[Collected data]

▬▬▬▬▬▬

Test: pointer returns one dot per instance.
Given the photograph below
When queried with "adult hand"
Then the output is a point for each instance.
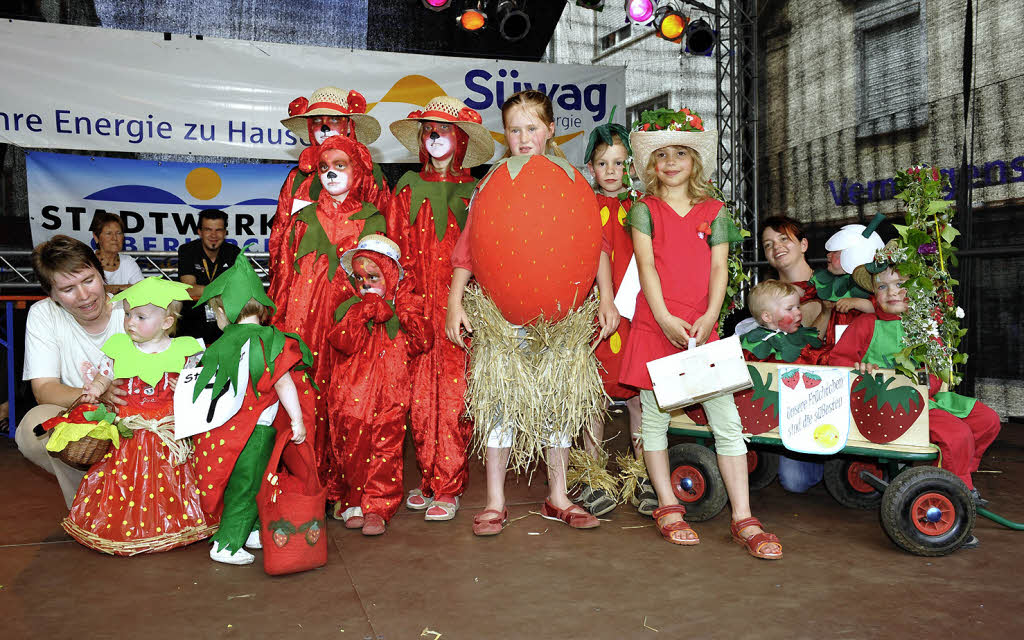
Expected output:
(702, 327)
(455, 321)
(114, 393)
(677, 331)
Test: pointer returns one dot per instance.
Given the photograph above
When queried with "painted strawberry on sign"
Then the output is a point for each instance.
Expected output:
(811, 381)
(791, 378)
(758, 407)
(281, 531)
(883, 414)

▬▬▬▬▬▬

Wherever the word "photograph" appears in a line of the records, count that line. Say how many there are, with no other words.

_RESPONSE BOX_: 2